- _TASK REQUIREMENTS_
Below are records; reproduce exactly the lines from the one that has "Target: knuckle" through the one that has "Target: hour hand", ends included, and nothing more.
[Start of section]
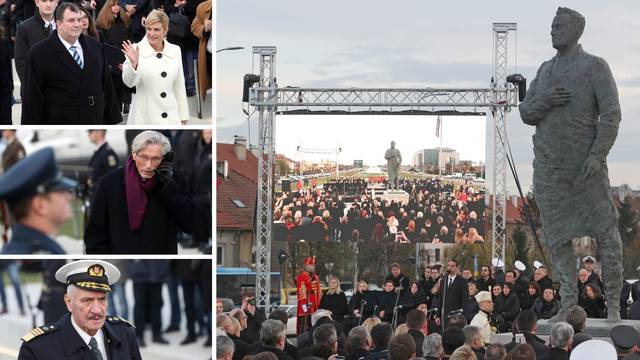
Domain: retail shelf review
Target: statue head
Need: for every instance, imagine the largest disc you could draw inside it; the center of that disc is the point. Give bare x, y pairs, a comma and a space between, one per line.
566, 29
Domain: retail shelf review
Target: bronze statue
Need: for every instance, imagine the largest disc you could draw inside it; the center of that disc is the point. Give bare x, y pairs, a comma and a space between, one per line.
573, 103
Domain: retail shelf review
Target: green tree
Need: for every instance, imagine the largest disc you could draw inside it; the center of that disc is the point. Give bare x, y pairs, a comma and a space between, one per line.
521, 245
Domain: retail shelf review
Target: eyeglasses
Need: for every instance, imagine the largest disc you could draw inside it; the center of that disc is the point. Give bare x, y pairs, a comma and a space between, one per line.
146, 159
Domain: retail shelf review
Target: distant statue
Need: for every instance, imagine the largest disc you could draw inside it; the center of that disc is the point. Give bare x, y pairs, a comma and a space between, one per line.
573, 103
394, 159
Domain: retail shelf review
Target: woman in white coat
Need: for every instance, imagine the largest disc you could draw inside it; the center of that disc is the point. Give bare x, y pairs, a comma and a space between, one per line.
154, 67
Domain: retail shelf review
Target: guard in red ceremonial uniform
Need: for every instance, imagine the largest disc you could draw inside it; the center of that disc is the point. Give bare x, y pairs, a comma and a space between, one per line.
309, 294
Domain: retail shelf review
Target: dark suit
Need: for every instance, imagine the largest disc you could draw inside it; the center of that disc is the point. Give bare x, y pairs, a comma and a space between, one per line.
30, 32
13, 153
58, 92
102, 161
456, 294
538, 345
62, 341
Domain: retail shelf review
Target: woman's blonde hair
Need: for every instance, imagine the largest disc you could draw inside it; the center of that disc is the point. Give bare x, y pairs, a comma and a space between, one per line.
158, 16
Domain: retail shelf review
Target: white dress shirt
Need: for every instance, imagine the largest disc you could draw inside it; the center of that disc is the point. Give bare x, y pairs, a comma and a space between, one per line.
76, 44
86, 338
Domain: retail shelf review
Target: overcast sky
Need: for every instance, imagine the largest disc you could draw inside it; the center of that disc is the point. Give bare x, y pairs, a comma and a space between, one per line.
415, 43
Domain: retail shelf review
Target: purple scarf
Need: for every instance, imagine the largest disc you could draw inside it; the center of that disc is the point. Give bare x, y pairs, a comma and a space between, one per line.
136, 189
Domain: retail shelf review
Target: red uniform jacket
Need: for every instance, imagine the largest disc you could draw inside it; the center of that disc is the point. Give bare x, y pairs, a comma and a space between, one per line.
309, 293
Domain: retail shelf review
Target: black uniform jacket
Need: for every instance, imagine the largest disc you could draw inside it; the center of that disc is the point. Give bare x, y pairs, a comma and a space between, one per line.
62, 341
58, 92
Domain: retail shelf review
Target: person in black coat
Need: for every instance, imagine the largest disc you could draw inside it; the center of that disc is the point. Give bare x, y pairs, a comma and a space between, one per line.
62, 341
526, 324
507, 308
547, 306
533, 293
335, 301
592, 301
400, 282
138, 209
31, 31
453, 291
68, 83
386, 301
6, 80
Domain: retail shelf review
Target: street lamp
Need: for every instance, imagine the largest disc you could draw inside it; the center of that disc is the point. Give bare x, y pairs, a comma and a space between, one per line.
230, 48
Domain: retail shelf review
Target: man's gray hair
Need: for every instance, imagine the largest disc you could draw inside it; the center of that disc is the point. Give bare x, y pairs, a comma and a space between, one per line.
471, 333
495, 352
577, 18
271, 332
358, 337
432, 346
561, 335
150, 137
224, 345
325, 334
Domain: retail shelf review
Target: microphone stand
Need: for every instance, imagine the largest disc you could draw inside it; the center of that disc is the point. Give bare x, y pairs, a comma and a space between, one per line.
444, 300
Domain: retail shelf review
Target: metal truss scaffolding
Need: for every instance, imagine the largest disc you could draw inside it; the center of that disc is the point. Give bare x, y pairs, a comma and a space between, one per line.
268, 99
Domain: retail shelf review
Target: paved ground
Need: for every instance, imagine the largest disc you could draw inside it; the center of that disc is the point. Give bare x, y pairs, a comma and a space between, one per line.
14, 326
193, 106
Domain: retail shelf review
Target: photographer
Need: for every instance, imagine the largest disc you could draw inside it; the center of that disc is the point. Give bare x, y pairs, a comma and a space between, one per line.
156, 201
255, 318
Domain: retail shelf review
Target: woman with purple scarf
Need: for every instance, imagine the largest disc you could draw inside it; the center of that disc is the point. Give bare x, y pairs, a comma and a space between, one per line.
139, 208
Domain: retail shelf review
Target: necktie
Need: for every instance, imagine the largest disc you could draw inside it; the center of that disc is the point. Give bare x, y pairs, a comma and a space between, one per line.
94, 348
76, 56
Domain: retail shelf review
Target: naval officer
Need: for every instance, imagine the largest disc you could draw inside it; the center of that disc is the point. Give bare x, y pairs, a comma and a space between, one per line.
86, 332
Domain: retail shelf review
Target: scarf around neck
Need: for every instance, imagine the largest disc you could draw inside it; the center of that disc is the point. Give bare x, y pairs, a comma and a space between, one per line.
136, 191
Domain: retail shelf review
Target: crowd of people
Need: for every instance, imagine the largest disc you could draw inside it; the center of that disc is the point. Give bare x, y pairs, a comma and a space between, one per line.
436, 212
443, 315
120, 57
164, 184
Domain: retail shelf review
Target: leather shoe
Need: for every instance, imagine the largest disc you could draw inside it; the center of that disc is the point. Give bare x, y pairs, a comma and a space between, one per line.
189, 340
160, 340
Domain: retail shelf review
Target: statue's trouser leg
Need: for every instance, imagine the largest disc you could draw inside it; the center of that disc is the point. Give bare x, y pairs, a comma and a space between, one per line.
610, 249
564, 265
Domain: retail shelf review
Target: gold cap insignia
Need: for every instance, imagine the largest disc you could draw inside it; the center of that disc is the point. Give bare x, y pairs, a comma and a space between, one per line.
96, 270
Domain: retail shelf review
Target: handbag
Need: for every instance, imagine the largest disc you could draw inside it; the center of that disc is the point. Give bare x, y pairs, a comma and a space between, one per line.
179, 24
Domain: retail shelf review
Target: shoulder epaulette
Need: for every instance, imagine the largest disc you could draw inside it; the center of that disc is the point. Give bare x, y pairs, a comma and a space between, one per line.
118, 320
34, 333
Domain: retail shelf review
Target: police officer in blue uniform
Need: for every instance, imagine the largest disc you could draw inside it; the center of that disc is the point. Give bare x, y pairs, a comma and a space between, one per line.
103, 160
39, 197
86, 332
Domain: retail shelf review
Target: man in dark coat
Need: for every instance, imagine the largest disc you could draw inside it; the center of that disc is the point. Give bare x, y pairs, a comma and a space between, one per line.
67, 80
453, 289
33, 30
139, 208
86, 331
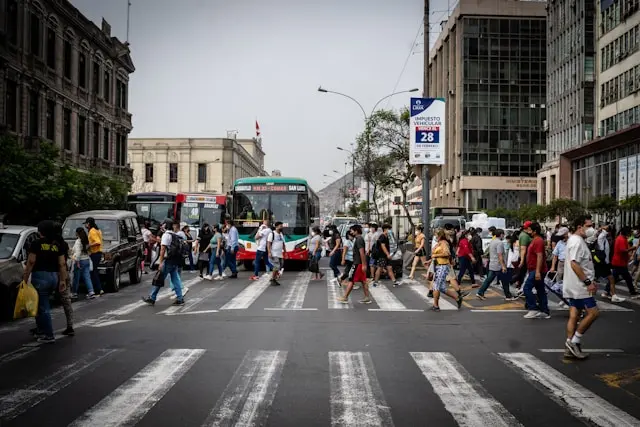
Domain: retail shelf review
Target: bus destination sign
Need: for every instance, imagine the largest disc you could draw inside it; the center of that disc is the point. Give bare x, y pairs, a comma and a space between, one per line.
269, 188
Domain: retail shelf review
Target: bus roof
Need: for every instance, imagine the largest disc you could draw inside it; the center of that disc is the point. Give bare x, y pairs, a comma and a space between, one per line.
274, 179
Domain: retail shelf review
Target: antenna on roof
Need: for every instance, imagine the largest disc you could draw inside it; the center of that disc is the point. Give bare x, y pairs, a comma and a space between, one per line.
128, 19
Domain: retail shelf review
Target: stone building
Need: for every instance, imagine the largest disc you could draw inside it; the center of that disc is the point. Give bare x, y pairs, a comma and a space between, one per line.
64, 79
193, 164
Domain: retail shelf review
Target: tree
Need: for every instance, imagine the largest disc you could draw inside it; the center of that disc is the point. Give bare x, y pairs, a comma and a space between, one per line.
36, 186
568, 209
388, 153
605, 206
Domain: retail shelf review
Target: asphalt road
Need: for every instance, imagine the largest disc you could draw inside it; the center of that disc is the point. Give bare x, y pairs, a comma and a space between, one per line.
245, 353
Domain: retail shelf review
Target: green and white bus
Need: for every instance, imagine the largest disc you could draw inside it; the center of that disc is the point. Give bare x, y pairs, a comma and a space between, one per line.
288, 200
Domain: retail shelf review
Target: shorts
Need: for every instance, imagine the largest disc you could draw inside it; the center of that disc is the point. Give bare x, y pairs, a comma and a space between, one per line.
582, 303
356, 275
277, 263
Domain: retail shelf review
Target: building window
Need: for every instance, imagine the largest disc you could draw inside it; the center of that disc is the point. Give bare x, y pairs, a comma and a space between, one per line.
202, 173
96, 78
82, 135
106, 146
67, 52
96, 140
35, 41
11, 108
82, 70
173, 172
12, 21
51, 48
66, 117
148, 172
34, 113
51, 119
107, 86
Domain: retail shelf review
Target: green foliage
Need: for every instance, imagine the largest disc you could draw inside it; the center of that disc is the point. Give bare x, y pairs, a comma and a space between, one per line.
35, 186
567, 209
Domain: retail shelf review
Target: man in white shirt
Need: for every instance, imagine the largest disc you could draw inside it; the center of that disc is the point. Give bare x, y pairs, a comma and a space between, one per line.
276, 249
261, 252
578, 287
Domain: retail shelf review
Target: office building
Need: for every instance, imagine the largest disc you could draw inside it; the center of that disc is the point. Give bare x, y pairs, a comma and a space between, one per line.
193, 164
571, 86
489, 64
65, 80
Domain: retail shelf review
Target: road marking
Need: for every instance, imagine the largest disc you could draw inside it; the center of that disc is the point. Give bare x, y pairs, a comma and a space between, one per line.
572, 396
294, 297
249, 295
589, 350
192, 312
463, 397
333, 292
386, 300
423, 293
132, 400
21, 400
356, 396
20, 353
247, 399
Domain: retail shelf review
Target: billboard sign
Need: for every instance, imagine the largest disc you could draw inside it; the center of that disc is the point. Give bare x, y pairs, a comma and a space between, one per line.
427, 131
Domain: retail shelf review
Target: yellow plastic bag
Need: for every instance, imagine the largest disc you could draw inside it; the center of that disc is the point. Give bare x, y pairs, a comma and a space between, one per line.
26, 302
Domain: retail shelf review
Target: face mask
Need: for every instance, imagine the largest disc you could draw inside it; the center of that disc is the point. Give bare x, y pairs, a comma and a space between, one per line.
590, 232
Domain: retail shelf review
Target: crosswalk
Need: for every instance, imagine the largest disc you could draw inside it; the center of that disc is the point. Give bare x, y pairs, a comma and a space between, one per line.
356, 392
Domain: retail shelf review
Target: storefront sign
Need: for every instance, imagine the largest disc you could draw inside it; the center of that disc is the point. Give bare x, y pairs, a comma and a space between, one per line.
427, 133
622, 179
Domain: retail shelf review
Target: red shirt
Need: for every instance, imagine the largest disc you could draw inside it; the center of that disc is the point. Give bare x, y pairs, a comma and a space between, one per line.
464, 248
620, 252
536, 247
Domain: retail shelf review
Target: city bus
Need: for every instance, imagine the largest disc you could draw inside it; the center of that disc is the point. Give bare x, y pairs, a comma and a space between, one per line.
288, 200
193, 209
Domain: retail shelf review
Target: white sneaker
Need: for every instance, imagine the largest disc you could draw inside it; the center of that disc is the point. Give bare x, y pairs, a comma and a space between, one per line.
616, 298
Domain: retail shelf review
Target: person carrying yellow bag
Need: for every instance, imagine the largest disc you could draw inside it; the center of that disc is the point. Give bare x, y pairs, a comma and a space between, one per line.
26, 301
47, 267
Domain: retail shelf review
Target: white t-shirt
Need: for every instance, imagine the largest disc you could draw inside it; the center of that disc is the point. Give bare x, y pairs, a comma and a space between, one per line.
277, 244
578, 251
261, 237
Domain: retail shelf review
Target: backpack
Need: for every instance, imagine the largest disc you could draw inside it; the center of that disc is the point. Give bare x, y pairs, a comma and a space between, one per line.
178, 249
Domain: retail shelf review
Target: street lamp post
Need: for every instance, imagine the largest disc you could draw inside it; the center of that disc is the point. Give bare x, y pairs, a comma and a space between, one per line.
367, 129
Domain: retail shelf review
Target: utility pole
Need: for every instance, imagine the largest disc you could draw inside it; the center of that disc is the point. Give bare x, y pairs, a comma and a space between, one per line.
425, 168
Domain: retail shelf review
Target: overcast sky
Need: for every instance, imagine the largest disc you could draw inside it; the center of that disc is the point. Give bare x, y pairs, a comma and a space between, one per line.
207, 66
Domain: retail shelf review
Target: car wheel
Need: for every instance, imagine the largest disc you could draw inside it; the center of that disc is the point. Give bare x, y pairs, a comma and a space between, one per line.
135, 275
115, 279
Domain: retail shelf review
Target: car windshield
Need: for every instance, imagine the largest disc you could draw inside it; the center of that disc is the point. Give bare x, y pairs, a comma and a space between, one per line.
8, 244
108, 227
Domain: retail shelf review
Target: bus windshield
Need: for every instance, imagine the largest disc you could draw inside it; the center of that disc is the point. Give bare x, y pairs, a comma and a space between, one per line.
196, 214
288, 208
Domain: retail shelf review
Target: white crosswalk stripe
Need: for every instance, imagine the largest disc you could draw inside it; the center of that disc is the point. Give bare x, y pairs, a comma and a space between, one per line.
578, 400
356, 397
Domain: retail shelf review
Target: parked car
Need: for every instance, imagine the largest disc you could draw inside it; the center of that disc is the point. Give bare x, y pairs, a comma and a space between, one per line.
122, 245
14, 242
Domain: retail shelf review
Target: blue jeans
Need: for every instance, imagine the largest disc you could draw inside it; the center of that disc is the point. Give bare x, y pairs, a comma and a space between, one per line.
173, 271
213, 261
503, 278
465, 265
261, 256
83, 271
230, 259
335, 261
45, 282
541, 304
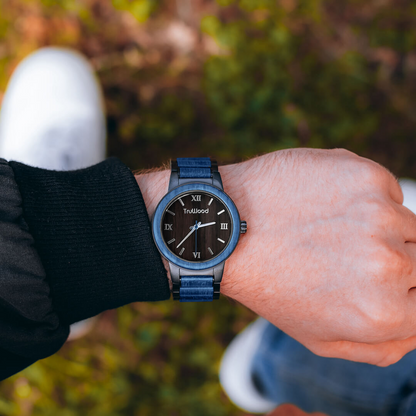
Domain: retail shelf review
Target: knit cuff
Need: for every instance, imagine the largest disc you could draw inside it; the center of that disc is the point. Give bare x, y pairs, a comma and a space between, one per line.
93, 235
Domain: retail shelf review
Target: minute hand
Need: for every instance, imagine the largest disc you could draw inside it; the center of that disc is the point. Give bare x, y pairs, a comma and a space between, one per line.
206, 225
187, 235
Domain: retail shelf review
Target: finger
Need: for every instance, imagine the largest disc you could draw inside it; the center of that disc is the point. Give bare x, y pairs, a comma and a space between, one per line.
382, 355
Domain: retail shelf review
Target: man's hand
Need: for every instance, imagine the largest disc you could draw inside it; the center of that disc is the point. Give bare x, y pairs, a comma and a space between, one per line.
329, 255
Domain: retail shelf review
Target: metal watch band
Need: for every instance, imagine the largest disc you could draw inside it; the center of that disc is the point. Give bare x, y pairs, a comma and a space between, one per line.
197, 288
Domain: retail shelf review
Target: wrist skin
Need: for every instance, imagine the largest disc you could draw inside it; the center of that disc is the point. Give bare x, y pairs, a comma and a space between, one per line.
236, 180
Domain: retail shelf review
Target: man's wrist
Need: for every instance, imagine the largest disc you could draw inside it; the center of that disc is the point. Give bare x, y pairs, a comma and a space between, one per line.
154, 186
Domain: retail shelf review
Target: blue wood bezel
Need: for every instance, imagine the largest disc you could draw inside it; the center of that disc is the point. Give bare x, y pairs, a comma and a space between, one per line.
157, 218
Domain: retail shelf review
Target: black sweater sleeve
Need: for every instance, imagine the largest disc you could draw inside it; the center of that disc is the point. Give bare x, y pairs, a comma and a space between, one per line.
73, 244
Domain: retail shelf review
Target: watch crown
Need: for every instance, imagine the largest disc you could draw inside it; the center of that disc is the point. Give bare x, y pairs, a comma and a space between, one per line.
243, 227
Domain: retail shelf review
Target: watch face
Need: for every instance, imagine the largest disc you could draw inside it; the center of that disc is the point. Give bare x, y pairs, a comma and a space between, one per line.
196, 226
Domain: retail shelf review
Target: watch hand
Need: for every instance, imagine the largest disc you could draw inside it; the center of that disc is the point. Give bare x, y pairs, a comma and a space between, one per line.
206, 225
187, 235
196, 235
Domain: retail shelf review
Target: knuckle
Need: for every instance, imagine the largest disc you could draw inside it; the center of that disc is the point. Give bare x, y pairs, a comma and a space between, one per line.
381, 213
388, 359
390, 264
370, 172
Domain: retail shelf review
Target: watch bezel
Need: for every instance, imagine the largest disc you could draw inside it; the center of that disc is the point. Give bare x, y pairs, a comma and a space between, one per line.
164, 203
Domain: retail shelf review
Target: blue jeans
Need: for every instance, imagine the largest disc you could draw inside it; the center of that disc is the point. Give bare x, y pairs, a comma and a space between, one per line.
289, 373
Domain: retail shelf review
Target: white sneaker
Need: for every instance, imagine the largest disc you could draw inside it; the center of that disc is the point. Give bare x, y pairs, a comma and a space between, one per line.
52, 114
52, 117
235, 370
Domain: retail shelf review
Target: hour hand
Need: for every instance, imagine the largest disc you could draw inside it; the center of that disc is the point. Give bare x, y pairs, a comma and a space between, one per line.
206, 225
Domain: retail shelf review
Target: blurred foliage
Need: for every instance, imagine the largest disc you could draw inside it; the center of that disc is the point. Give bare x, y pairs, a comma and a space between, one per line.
229, 79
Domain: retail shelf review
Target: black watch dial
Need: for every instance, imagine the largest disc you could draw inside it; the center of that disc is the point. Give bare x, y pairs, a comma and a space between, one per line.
196, 226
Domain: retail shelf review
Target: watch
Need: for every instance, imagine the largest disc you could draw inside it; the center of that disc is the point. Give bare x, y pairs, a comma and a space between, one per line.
196, 227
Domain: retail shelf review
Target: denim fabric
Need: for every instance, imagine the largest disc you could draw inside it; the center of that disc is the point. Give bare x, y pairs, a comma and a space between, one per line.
289, 373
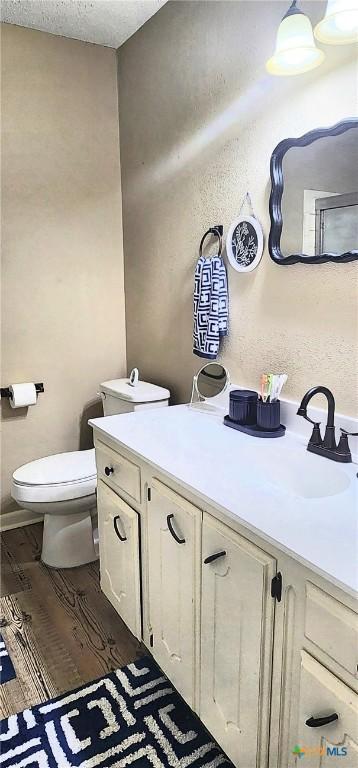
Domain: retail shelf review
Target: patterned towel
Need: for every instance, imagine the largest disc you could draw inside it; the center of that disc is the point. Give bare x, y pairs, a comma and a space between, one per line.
211, 306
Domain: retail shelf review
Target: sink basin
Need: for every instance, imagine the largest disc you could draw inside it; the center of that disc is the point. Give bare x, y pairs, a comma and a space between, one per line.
302, 474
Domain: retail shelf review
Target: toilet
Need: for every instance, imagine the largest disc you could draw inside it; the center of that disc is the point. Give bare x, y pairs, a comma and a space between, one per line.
62, 487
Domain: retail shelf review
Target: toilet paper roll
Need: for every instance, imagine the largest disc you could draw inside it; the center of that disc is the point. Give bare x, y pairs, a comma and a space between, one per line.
22, 395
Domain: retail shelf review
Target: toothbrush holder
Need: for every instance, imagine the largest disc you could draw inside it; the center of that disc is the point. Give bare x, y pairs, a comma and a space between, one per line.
268, 414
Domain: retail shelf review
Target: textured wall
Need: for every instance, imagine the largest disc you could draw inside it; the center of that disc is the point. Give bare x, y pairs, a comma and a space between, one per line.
199, 118
62, 269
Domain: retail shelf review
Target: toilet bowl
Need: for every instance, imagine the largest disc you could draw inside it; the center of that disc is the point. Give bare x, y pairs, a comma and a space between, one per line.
62, 487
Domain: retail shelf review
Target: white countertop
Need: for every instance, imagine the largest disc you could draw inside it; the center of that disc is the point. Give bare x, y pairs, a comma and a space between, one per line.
220, 465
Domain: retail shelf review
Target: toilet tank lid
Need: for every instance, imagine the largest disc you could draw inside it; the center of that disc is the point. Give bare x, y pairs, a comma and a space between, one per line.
144, 392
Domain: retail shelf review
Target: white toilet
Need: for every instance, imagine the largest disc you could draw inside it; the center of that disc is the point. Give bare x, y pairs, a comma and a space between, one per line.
62, 487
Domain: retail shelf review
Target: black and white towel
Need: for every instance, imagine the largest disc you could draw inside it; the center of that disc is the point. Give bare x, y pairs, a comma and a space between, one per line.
211, 306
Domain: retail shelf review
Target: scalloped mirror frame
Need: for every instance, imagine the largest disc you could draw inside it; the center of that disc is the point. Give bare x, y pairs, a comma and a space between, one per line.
277, 187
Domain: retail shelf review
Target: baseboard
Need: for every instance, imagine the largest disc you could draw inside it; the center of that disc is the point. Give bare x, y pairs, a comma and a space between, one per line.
18, 518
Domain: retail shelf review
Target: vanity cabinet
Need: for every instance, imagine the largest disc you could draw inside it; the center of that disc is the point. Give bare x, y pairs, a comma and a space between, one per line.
255, 657
119, 556
174, 530
237, 615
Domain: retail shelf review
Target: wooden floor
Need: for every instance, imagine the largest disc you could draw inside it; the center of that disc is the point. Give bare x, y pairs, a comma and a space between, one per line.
59, 628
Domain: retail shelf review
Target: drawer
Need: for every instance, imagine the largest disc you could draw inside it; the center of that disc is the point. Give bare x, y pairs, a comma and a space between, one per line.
332, 627
328, 718
121, 473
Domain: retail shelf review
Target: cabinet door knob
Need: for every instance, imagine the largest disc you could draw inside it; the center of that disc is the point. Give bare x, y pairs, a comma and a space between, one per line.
318, 722
172, 531
211, 558
115, 524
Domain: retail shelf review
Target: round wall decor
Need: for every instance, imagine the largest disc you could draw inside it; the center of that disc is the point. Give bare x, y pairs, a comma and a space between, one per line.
245, 241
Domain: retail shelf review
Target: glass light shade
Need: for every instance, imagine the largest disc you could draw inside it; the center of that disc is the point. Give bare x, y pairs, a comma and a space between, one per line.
340, 23
296, 50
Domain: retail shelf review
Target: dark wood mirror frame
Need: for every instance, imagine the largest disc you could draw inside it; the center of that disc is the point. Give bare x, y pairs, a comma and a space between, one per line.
277, 185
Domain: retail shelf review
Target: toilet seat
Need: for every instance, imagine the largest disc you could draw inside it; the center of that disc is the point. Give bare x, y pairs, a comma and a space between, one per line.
60, 477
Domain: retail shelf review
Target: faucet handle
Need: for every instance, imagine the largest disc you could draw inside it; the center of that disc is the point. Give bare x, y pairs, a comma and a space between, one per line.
343, 445
316, 437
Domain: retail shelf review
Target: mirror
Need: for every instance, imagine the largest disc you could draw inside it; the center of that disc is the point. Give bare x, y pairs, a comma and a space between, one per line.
212, 380
314, 197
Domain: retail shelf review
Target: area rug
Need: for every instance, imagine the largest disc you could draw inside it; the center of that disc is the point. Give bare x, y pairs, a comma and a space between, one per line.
131, 717
7, 671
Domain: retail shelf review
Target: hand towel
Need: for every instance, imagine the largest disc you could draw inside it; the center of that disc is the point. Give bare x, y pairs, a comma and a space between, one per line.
211, 303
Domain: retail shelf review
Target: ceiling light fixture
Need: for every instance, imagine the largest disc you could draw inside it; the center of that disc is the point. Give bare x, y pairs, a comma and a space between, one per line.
340, 23
296, 51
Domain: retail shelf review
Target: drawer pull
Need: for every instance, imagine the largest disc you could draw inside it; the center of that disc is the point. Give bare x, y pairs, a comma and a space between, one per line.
122, 538
318, 722
172, 531
211, 558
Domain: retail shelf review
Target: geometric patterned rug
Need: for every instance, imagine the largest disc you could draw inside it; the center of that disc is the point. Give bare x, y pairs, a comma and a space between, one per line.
7, 671
131, 717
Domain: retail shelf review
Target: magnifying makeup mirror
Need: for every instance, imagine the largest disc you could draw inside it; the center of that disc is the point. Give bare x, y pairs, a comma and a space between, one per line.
211, 381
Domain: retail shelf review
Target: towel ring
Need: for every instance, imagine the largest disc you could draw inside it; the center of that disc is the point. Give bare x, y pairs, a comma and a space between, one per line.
217, 232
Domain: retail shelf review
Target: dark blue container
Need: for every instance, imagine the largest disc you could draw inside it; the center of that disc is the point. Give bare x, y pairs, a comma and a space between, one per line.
243, 406
268, 415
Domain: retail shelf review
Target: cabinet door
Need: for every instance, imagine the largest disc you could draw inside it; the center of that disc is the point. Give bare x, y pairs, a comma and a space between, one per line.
119, 556
236, 643
174, 527
322, 695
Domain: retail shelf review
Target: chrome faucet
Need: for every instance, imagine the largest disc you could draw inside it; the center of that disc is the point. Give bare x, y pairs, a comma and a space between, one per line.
326, 446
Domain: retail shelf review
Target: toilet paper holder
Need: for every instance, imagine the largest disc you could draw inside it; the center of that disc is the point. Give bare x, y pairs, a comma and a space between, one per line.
5, 391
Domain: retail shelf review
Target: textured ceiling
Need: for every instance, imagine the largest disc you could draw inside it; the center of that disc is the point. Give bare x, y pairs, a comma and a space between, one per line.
106, 22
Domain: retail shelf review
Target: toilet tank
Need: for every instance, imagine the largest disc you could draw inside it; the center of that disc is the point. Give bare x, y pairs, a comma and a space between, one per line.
118, 396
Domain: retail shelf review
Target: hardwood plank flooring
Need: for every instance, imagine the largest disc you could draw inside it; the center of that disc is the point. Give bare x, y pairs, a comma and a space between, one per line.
59, 628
[End of section]
- _WRITTEN SOLUTION_
Target: knuckle
Need: for every instance, imagine the largest disc you could draw inside it; the center of that disc is the point. Give bare x, y pairs, a comma and a space between, one per line.
381, 213
388, 359
390, 264
370, 172
Domain: retail shelf review
Target: watch bezel
Need: for every instance, imagine the largest disc you could draw inside it; the center of that disc is the point. Give bare x, y pairs, a comma and a space between, one per line.
164, 203
Domain: retail shelf review
Target: blue jeans
Need: for every instance, imagine the largest disc you could draw inside it; the center of that disc is the point. Give bare x, y pairs, a comma and a space between, one per line.
289, 373
Domain: retail shelf review
Target: white sneaker
Need: for every instance, imagine the largest disc you could draw inside it; the center of that disc is the point. Give bare x, y pairs, a comma and a space between, one per line.
52, 114
52, 117
235, 370
Domain: retail shelf review
Target: hour hand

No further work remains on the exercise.